제시문:
--------------------
Debugger Rules 정의합니다.

In [26]:
from sagemaker.debugger import Rule
from sagemaker.debugger import rule_configs
from sagemaker.debugger import CollectionConfig
from sagemaker.debugger import DebuggerHookConfig

rules=[
        Rule.sagemaker(
            rule_configs.loss_not_decreasing(),
            rule_parameters={
                'collection_names': 'losses,metrics',
                'use_losses_collection': 'true',
                'num_steps': '10',
                'diff_percent': '50'
            },
            collections_to_save=[
                CollectionConfig(name='losses',
                                 parameters={
                                     'save_interval': '10',
                                 }),
                CollectionConfig(name='metrics',
                                 parameters={
                                     'save_interval': '10',
                                 })
            ]
        ),
        Rule.sagemaker(
            rule_configs.overtraining(),
            rule_parameters={
                'collection_names': 'losses,metrics',
                'patience_train': '10',
                'patience_validation': '10',
                'delta': '0.5'
            },
            collections_to_save=[
                CollectionConfig(name='losses',
                                 parameters={
                                     'save_interval': '10',
                                 }),
                CollectionConfig(name='metrics',
                                 parameters={
                                     'save_interval': '10',
                                 })
            ]
        )
    ]

hook_config = DebuggerHookConfig(
    hook_parameters={
        'save_interval': '10', # number of steps
        'export_tensorboard': 'true',
        'tensorboard_dir': 'hook_tensorboard/',
    })

# 10 ) Training Job 설정

### 10-1) Checkpoint S3 Location 지정 (*)

이번 학습은 Spot instance를 사용하여 학습할 예정입니다. 만일 노드가 교체될 경우에는 마지막 checkpoint에서 training을 사직합니다.

In [27]:
import uuid

checkpoint_s3_prefix = 'checkpoints/{}'.format(str(uuid.uuid4()))
checkpoint_s3_uri = 's3://{}/{}/'.format(bucket, checkpoint_s3_prefix)

print(checkpoint_s3_uri)
--------------------
연습 문제 A:
기록에서 "In this picture, where can the white wall"이 들어 있는 줄부터 시작해 기록의 마지막 줄에서 멈추고, 그 사이의 모든 줄을 요청까지 포함해 다시 쓰시오. 답에 나온 좌표의 각 수는 1.1을 곱한 뒤 정수로 반올림하고(0.5는 올림), 요청 문장과 그 형식 예시에 든 수는 그대로 두시오.

제공된 기록:
--------------------
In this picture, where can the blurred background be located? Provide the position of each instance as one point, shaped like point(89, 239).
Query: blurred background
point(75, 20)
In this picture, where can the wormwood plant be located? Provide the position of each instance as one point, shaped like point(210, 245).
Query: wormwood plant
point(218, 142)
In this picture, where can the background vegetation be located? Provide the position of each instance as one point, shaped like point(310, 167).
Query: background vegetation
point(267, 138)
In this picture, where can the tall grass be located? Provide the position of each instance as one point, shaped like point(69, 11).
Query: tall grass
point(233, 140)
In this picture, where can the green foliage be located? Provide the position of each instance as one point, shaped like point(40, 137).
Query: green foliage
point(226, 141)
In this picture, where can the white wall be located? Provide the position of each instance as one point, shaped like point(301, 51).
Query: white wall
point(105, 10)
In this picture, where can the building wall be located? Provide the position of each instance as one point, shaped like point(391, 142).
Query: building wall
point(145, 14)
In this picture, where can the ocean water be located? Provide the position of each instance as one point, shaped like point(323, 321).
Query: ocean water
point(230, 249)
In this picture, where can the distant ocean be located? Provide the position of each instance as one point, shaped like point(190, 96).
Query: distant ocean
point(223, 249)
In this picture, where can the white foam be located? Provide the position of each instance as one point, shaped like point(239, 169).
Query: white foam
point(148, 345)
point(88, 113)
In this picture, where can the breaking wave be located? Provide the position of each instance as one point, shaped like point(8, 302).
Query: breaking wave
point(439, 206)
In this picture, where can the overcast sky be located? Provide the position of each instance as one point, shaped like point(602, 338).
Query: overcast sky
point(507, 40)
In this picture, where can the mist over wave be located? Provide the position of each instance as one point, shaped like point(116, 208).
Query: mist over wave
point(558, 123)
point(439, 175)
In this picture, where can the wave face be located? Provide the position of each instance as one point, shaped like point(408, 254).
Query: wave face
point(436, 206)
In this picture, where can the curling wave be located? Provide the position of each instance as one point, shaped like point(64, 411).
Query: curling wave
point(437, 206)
--------------------
연습 문제 B:
제시문에서 "이번 학습은 Spot instance를"으로 시작하는 문단을 핵심 사실은 살려 더 짧게 다시 쓰시오.

문제 풀이 A:
In this picture, where can the white wall be located? Provide the position of each instance as one point, shaped like point(301, 51).
Query: white wall
point(116, 11)
In this picture, where can the building wall be located? Provide the position of each instance as one point, shaped like point(391, 142).
Query: building wall
point(160, 15)
In this picture, where can the ocean water be located? Provide the position of each instance as one point, shaped like point(323, 321).
Query: ocean water
point(253, 274)
In this picture, where can the distant ocean be located? Provide the position of each instance as one point, shaped like point(190, 96).
Query: distant ocean
point(245, 274)
In this picture, where can the white foam be located? Provide the position of each instance as one point, shaped like point(239, 169).
Query: white foam
point(163, 380)
point(97, 124)
In this picture, where can the breaking wave be located? Provide the position of each instance as one point, shaped like point(8, 302).
Query: breaking wave
point(483, 227)
In this picture, where can the overcast sky be located? Provide the position of each instance as one point, shaped like point(602, 338).
Query: overcast sky
point(558, 44)
In this picture, where can the mist over wave be located? Provide the position of each instance as one point, shaped like point(116, 208).
Query: mist over wave
point(614, 135)
point(483, 193)
In this picture, where can the wave face be located? Provide the position of each instance as one point, shaped like point(408, 254).
Query: wave face
point(480, 227)
In this picture, where can the curling wave be located? Provide the position of each instance as one point, shaped like point(64, 411).
Query: curling wave
point(481, 227)

문제 풀이 B:
Spot instance로 학습하며, 노드가 교체되면 마지막 checkpoint부터 training을 다시 시작한다.